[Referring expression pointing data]
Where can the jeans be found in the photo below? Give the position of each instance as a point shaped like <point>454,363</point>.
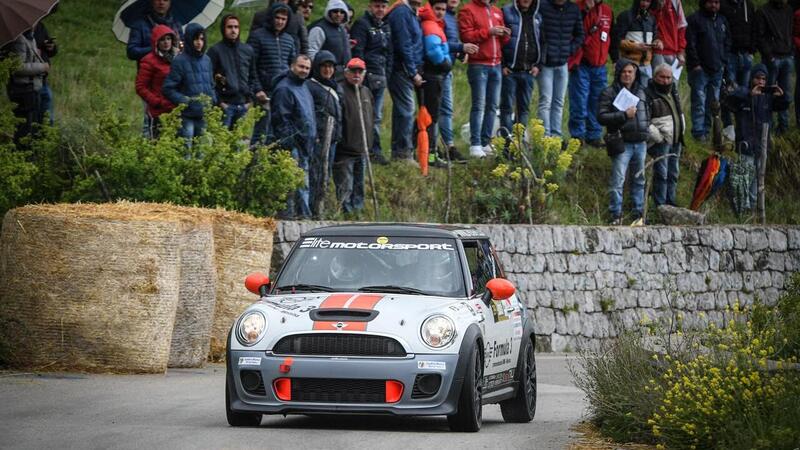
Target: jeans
<point>780,71</point>
<point>378,89</point>
<point>515,99</point>
<point>705,88</point>
<point>401,88</point>
<point>552,88</point>
<point>446,111</point>
<point>585,85</point>
<point>297,204</point>
<point>233,113</point>
<point>665,173</point>
<point>348,175</point>
<point>633,156</point>
<point>484,82</point>
<point>739,65</point>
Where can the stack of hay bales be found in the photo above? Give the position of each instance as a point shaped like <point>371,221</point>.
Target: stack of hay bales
<point>124,287</point>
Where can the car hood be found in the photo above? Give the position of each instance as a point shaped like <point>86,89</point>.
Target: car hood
<point>395,315</point>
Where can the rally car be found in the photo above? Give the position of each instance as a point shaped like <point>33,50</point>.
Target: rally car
<point>383,319</point>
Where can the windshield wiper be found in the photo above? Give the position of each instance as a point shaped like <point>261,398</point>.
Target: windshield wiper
<point>393,289</point>
<point>303,287</point>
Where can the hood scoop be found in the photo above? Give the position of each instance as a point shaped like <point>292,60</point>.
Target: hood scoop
<point>343,315</point>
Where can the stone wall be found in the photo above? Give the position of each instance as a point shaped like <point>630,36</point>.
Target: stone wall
<point>586,284</point>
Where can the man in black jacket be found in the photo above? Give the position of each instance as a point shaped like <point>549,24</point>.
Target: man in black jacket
<point>629,130</point>
<point>235,77</point>
<point>774,23</point>
<point>373,44</point>
<point>707,46</point>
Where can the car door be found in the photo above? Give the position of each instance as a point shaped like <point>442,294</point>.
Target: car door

* _Task objective_: Because only the text is wanted, repeat all the entries exactly and leave out the pictures.

* _Expected output_:
Where can the jeans be found in the photo below? Give the position of each instance as a point shaped like <point>454,363</point>.
Target: jeans
<point>780,71</point>
<point>378,89</point>
<point>515,99</point>
<point>705,88</point>
<point>401,88</point>
<point>552,88</point>
<point>446,111</point>
<point>585,85</point>
<point>297,204</point>
<point>233,113</point>
<point>665,173</point>
<point>348,175</point>
<point>633,156</point>
<point>484,82</point>
<point>739,65</point>
Where can the stack of hay bales be found in the photo above? Give the position of each instance as a point shaped like <point>371,221</point>.
Target: stack of hay bales
<point>124,287</point>
Where can the car hood be found in the photo above? Give the position of each instance as a point shaped like <point>86,89</point>.
Target: car hood
<point>395,315</point>
Where can the rally car be found in the photo above? Give the position of each instance as a point shaped like <point>33,50</point>.
Target: rally car
<point>383,319</point>
Where can the windshield wiper be found in the photo above? Give the position of each instance as a point shaped like <point>261,398</point>.
Target: windshield wiper
<point>393,289</point>
<point>303,287</point>
Where can the hood scoop be found in the photo above? Give the position of each instance as a point shaped like <point>292,60</point>.
Target: hood scoop
<point>343,315</point>
Where can the stone wall be found in the photo above? Give the position of each instance as a point shaped like <point>630,36</point>.
Target: stone wall
<point>586,284</point>
Where can the man in black jacket be found in the photo above? Give the position of each instance as a point shaped like <point>549,24</point>.
Target: man in black jacket
<point>629,130</point>
<point>235,77</point>
<point>774,23</point>
<point>373,44</point>
<point>707,46</point>
Where can the car door be found in the photo above? Give the position of each instance as a point shaped like <point>442,294</point>.
Target: car door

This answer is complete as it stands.